__Problem__.
Please switch "single pin" to "single marker" everywhere in the data below, keeping everything else unchanged. Leave the pictures out of your answer.

========================================

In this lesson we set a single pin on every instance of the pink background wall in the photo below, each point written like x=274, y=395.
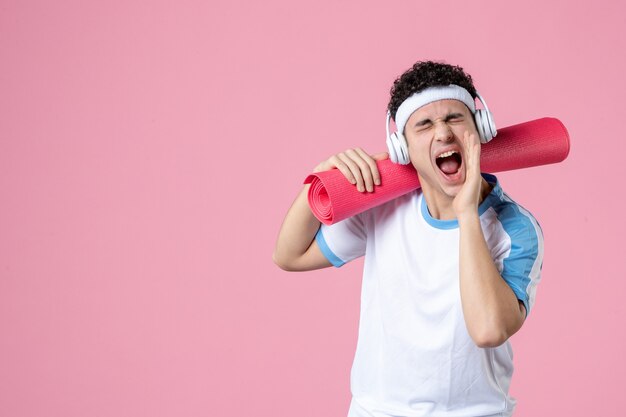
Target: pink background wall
x=149, y=150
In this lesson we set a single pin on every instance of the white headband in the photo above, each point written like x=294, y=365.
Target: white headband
x=424, y=97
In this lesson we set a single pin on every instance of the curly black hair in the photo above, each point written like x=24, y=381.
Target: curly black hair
x=424, y=74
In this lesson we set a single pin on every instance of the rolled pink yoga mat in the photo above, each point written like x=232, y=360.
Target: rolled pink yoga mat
x=538, y=142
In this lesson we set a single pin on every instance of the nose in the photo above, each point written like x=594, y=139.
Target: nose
x=443, y=131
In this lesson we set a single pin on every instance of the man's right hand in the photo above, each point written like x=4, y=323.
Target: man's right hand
x=357, y=166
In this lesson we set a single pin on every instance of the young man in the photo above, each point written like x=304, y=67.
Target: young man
x=450, y=270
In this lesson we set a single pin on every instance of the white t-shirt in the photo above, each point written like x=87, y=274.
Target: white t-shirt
x=414, y=356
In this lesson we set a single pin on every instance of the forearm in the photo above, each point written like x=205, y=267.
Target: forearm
x=491, y=309
x=296, y=233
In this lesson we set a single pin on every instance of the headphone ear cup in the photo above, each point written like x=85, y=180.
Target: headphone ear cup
x=398, y=149
x=482, y=125
x=402, y=148
x=392, y=149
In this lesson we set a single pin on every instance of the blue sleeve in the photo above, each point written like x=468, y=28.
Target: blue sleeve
x=521, y=267
x=343, y=241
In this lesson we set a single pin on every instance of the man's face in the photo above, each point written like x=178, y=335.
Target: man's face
x=434, y=134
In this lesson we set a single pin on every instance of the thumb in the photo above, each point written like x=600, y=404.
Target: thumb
x=380, y=156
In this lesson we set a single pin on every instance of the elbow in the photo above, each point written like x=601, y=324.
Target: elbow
x=489, y=338
x=282, y=263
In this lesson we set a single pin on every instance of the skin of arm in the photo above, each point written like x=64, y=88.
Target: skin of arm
x=492, y=311
x=296, y=248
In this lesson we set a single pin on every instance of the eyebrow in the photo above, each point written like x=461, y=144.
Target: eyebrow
x=449, y=116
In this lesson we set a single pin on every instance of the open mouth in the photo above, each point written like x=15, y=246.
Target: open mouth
x=449, y=163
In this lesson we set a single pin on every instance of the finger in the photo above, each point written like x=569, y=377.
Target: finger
x=366, y=171
x=381, y=156
x=341, y=166
x=371, y=164
x=354, y=168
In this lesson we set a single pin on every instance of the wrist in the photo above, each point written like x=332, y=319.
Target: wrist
x=468, y=216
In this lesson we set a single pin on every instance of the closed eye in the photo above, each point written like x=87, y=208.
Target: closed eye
x=454, y=117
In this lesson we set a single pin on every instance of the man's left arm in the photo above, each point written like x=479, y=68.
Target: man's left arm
x=491, y=309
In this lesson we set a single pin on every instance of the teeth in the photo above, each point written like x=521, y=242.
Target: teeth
x=445, y=154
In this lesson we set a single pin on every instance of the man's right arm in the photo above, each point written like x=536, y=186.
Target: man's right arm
x=296, y=248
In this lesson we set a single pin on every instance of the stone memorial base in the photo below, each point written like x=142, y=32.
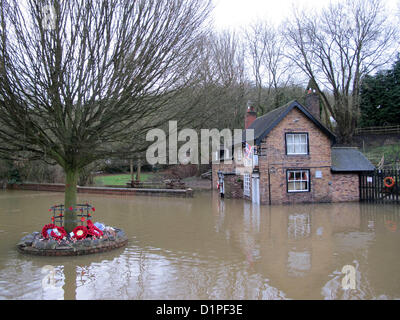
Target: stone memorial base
x=35, y=244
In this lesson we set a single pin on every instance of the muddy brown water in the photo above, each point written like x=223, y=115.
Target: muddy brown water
x=208, y=248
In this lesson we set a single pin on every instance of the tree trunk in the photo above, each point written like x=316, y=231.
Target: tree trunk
x=71, y=190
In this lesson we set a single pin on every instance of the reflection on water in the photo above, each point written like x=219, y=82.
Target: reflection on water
x=208, y=248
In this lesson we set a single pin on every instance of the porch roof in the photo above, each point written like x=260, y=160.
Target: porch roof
x=350, y=160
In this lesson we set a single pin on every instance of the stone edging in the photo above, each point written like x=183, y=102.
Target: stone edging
x=32, y=244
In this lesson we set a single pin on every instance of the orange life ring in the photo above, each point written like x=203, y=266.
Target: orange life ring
x=387, y=184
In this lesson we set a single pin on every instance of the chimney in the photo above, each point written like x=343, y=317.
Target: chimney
x=251, y=115
x=313, y=102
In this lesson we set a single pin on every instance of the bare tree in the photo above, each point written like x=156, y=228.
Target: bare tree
x=271, y=70
x=336, y=48
x=84, y=80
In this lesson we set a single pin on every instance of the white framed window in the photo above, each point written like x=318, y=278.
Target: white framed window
x=297, y=143
x=246, y=185
x=226, y=154
x=298, y=181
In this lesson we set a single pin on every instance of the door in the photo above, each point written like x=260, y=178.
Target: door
x=256, y=189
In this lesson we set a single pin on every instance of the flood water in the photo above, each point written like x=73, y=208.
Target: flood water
x=208, y=248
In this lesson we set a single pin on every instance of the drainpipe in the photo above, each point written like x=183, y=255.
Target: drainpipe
x=269, y=186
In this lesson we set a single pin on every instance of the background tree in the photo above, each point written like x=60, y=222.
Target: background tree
x=271, y=70
x=380, y=98
x=84, y=80
x=336, y=48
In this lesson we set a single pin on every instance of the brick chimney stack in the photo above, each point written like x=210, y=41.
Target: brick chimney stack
x=312, y=101
x=251, y=116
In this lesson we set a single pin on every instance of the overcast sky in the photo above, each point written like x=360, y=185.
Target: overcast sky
x=239, y=13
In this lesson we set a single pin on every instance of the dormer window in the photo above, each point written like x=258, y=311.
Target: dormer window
x=297, y=144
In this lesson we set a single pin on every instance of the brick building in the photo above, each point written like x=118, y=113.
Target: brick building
x=293, y=160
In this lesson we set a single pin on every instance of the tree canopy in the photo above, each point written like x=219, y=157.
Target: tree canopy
x=380, y=98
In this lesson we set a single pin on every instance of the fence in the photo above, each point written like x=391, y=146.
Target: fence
x=380, y=186
x=378, y=130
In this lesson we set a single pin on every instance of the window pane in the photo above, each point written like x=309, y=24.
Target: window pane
x=291, y=148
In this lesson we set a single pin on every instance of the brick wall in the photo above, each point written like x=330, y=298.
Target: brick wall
x=233, y=187
x=275, y=161
x=223, y=167
x=345, y=187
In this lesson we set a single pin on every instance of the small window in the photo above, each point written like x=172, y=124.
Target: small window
x=297, y=143
x=298, y=181
x=226, y=154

========================================

__Written response__.
In this lesson we set a single marker on every instance of the pink background wall in the photo below, each point written like x=274, y=395.
Target: pink background wall
x=149, y=150
In this lesson we set a single marker on every instance of the white headband in the photo above, each point written like x=294, y=365.
Target: white headband
x=424, y=97
In this lesson we set a single marker on every instance of the curly black hair in the photo above, each point written like x=24, y=381.
Target: curly black hair
x=424, y=74
In this lesson we set a single marker on every instance of the rolled pink yoga mat in the photo above, each point written like x=232, y=360.
Target: rolled pink yoga mat
x=538, y=142
In this lesson we set a single marker on every instance of the nose in the photo above, each point written like x=594, y=139.
Target: nose
x=443, y=131
In this lesson we set a single marker on every instance of the man's right hand in the photo above, each point written like x=4, y=323.
Target: man's right hand
x=357, y=166
In this lesson we set a single marker on every instance of the young man in the photo above, each point written like x=304, y=67.
Target: young man
x=450, y=270
In this lesson we set a single marker on every instance of the white t-shirt in the photo above, each point written like x=87, y=274.
Target: white t-shirt
x=414, y=356
In this lesson we set a single marker on every instance of the forearm in the photo above, each point written like x=205, y=267.
Target: forearm
x=491, y=309
x=296, y=233
In this lesson we set a single marker on every instance of the headphone ear cup in the photo above, each point written like x=85, y=180.
Target: headphone ear cup
x=398, y=149
x=482, y=125
x=402, y=148
x=392, y=149
In this lesson we set a single marker on every instance of the blue sleeve in the photo above, each point written like x=468, y=28.
Target: blue sleeve
x=521, y=267
x=343, y=241
In this lesson we set a single marker on every instance of the man's face in the photo above, each point written like x=178, y=335.
Target: man's face
x=434, y=134
In this lesson we set a single marker on every instance of the thumb in the photo above, each point written like x=600, y=404.
Target: thumb
x=380, y=156
In this lesson we set a single marker on every instance of the elbow in the photo above, each point written like x=601, y=324.
Target: elbow
x=489, y=338
x=282, y=263
In this lesson we set a single marker on every instance of the skin of arm in the photo above, each point written like x=64, y=88.
Target: skin of arm
x=492, y=311
x=296, y=248
In this lesson we set a single marker on every instance of the eyebrow in the photo above, each point written like x=461, y=144.
Target: eyebrow
x=449, y=116
In this lesson we set a single marker on every instance of the open mouth in the photo above, each point written like x=15, y=246.
Target: open mouth
x=449, y=163
In this lesson we set a single marker on every instance of the finger in the photo above, each point written like x=569, y=377.
Target: finger
x=366, y=171
x=381, y=156
x=341, y=166
x=371, y=164
x=354, y=168
In this lesson we set a single marker on every instance of the wrist in the photo above, each point written like x=332, y=319.
Target: wrist
x=468, y=216
In this lesson we set a single marker on every instance of the closed eye in the photo above, each point written like x=87, y=208.
Target: closed eye
x=454, y=117
In this lesson we set a single marker on every instance of the man's left arm in the photo above, each point written like x=479, y=68.
Target: man's left arm
x=491, y=309
In this lesson we set a single marker on every instance of the teeth in the photo above, each point written like x=521, y=242.
Target: teeth
x=445, y=154
In this lesson we set a single marker on every instance of the man's right arm in the photo above, each point written like x=536, y=186.
Target: man's right arm
x=296, y=248
In this lesson we set a single marker on every instance of the stone memorial base in the photo below, each point written like x=142, y=32.
Target: stone memorial base
x=35, y=244
In this lesson we set a single marker on every instance of the muddy brown water in the photo above, each point written like x=223, y=115.
Target: muddy brown water
x=208, y=248
In this lesson we set a single marker on every instance of the tree trunk in the photo above, each point written like x=316, y=231.
Target: tree trunk
x=71, y=190
In this lesson we set a single marker on every instance of the reflection on water in the photo above, each point written like x=219, y=82.
Target: reflection on water
x=208, y=248
In this lesson we set a single marker on every instance of the porch roof in the photo above, each point written like x=260, y=160.
Target: porch roof
x=350, y=160
In this lesson we set a single marker on every instance of the stone edging in the photo above, each point written like x=183, y=102.
Target: stone edging
x=32, y=244
In this lesson we set a single marker on every instance of the orange life ring in the photo above, each point written like x=203, y=266.
Target: orange life ring
x=387, y=184
In this lesson we set a single marker on every instance of the chimney in the photo above, each point written like x=343, y=317.
Target: chimney
x=251, y=115
x=313, y=102
In this lesson we set a single marker on every instance of the bare tree in the photo above, each point written like x=156, y=228.
Target: bare tree
x=271, y=70
x=336, y=48
x=84, y=80
In this lesson we set a single marker on every instance of the white framed window in the photo above, each point written like x=318, y=278.
Target: white framed window
x=297, y=143
x=246, y=185
x=226, y=154
x=298, y=181
In this lesson we set a single marker on every instance of the door in the photo above, each point written like x=260, y=178.
Target: door
x=256, y=189
In this lesson we set a single marker on every instance of the flood water in the photo above, each point written like x=73, y=208.
Target: flood water
x=208, y=248
In this lesson we set a single marker on every instance of the drainpipe in the photo above, each point written like x=183, y=255.
Target: drainpipe
x=269, y=186
In this lesson we set a single marker on every instance of the background tree in the photo above, each point written like x=60, y=222.
Target: background tree
x=271, y=70
x=380, y=98
x=84, y=80
x=336, y=48
In this lesson we set a single marker on every instance of the brick chimney stack in the photo above, each point written like x=210, y=41.
Target: brick chimney stack
x=312, y=101
x=251, y=116
In this lesson we set a single marker on every instance of the overcast sky in the photo above, each point written like x=360, y=185.
Target: overcast sky
x=239, y=13
In this lesson we set a single marker on every instance of the dormer window in the photo above, each point written like x=258, y=311.
Target: dormer window
x=297, y=144
In this lesson we set a single marker on every instance of the brick building in the photo above, each point written like x=118, y=113.
Target: brick building
x=293, y=160
In this lesson we set a single marker on every instance of the tree canopy in the photo above, each point written like x=219, y=157.
Target: tree canopy
x=380, y=98
In this lesson we set a single marker on every instance of the fence in the photo above, each point written like x=391, y=146.
Target: fence
x=380, y=186
x=378, y=130
In this lesson we set a single marker on every instance of the window pane in the photo above, each point written like x=309, y=24.
Target: window pane
x=291, y=148
In this lesson we set a single marker on every instance of the brick wall in the photo above, each point written like x=330, y=298.
Target: brick wall
x=233, y=187
x=275, y=161
x=223, y=167
x=345, y=187
In this lesson we set a single marker on every instance of the small window in the photo above, each point written like x=172, y=124.
Target: small window
x=297, y=143
x=298, y=181
x=226, y=154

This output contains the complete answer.